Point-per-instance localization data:
╭──
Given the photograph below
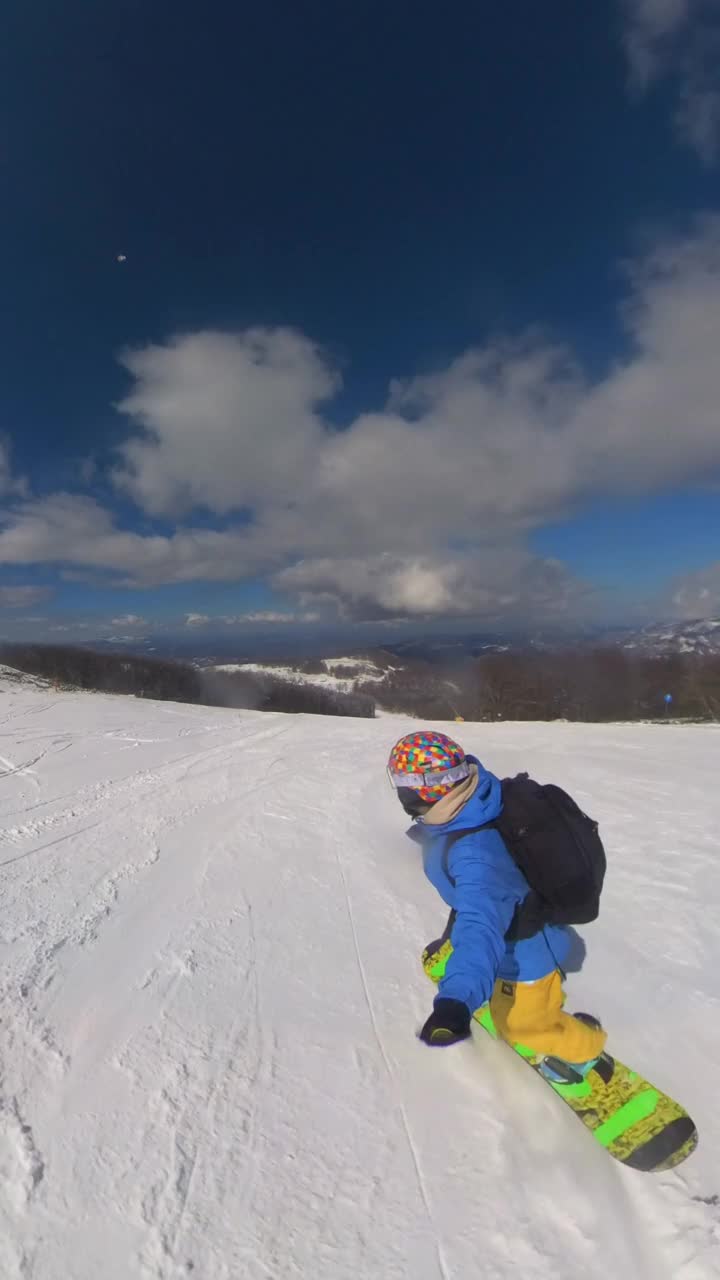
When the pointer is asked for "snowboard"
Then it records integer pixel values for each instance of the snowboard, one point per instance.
(637, 1123)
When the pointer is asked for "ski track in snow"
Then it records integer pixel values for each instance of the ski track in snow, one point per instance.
(210, 992)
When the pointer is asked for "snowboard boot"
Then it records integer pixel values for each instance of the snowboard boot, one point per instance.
(559, 1072)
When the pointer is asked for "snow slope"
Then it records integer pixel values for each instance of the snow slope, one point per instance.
(210, 988)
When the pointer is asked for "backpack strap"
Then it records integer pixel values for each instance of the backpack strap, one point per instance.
(452, 839)
(511, 935)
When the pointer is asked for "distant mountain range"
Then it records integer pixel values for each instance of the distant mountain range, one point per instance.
(697, 636)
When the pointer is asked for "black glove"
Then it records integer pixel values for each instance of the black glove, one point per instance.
(449, 1023)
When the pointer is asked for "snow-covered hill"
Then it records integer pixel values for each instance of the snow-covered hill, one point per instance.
(340, 673)
(210, 988)
(700, 638)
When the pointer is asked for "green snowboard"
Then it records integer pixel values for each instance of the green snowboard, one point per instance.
(638, 1124)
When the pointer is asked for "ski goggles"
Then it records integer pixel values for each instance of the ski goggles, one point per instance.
(431, 778)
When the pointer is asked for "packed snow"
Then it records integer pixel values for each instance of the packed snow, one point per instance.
(210, 990)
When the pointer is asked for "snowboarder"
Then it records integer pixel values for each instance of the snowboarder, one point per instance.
(446, 792)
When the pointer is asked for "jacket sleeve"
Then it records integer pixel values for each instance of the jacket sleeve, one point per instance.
(486, 896)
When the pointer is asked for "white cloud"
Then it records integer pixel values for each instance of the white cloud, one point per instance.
(500, 583)
(697, 595)
(680, 39)
(223, 417)
(423, 507)
(23, 597)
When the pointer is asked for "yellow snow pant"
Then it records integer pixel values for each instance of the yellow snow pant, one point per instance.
(531, 1014)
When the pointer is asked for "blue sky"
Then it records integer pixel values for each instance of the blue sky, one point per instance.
(417, 321)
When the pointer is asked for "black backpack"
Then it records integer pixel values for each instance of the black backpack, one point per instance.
(556, 846)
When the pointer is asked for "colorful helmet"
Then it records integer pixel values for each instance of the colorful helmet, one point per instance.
(428, 763)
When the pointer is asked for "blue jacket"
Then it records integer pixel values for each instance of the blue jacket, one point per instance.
(487, 888)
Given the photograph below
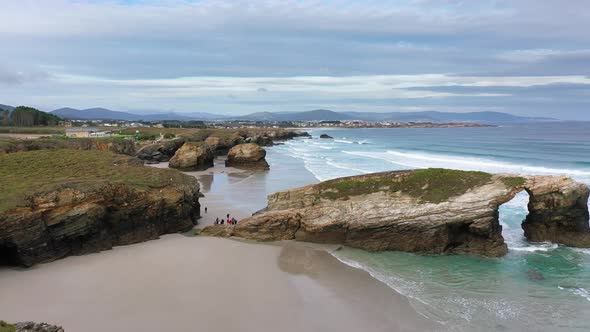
╰──
## EXERCISE DESCRIPTION:
Retype each entry above character for character; pictures stay out.

## EXERCISE OUTPUT:
Given the photograph below
When the pointer is asked for "snowboard"
Then it records integer pixel values for each instance of the snowboard, one point per instance.
(637, 1123)
When the pointer is asked for "ski track in snow"
Then it records integer pixel values for each instance of the ski track in snow, one point per instance.
(210, 992)
When the pointer is asked for "snowboard boot"
Then it records integer pixel values for each instance of the snowboard boot, one point per instance.
(559, 1072)
When the pointer is asked for "snow slope"
Then it records integer pixel values for each instance of the snow slope, one point per instance.
(210, 988)
When the pointer is asked for "backpack strap"
Then it records integer pixel values for each instance of the backpack strap, one point per instance.
(452, 839)
(511, 935)
When the pointer is asked for "distant mountain range"
Then it records integer pixel values for each instance of the distant mountain range, one point per instance.
(697, 636)
When the pointer is asked for "black glove"
Then it records integer pixel values for each instance of the black glove, one point per instance.
(449, 1023)
When the pointer is asked for "snow-covered hill"
Then it records integer pixel values for each instance of the snow-covered hill, one point per instance.
(340, 673)
(210, 988)
(700, 638)
When the pointer is asked for "green snowboard"
Then it records integer pixel values for each instance of the green snowboard, one point per instance.
(638, 1124)
When the pointer is asked for "ski goggles"
Then it records integer pixel values for each instance of the ski goggles, one point per instance.
(431, 778)
When the pointer is asked for "packed snow"
Then it records integer pixel values for each instance of the packed snow, one point per instance.
(210, 990)
When the pointer is asked for "snowboarder"
Then it records integer pixel values for each instance of the snowboarder, one point per instance.
(446, 792)
When the pointer is asked for "jacket sleeve"
Then it records integer pixel values for each instance of the jacket sleeve, one point per instance.
(486, 896)
When the pointer is asked for "white cloud"
Then it records integer pixel values for each instance of the white cloud, one point per instance.
(500, 583)
(697, 595)
(680, 39)
(223, 417)
(423, 507)
(23, 597)
When the pointer is asked for "yellow snow pant"
Then it records integer pixel values for each instance of the yellow snow pant, one point per instance.
(531, 1014)
When the pointer is asked for "blue sky"
Then it records integer pixel values for each instance of the blue sky, one point per instance.
(417, 321)
When the pointer is asked for "black backpack"
Then it records integer pixel values for each instance of the black backpack, one point per instance.
(556, 846)
When the pointer is asked for "colorful helmet"
Then it records integer pixel values for each instance of the colorful helmet, one point per instance.
(428, 763)
When the pointer is asked for "blue jacket"
Then it records integer pixel values for each instance of the blue jacket, one point per instance.
(487, 888)
Given the photograph below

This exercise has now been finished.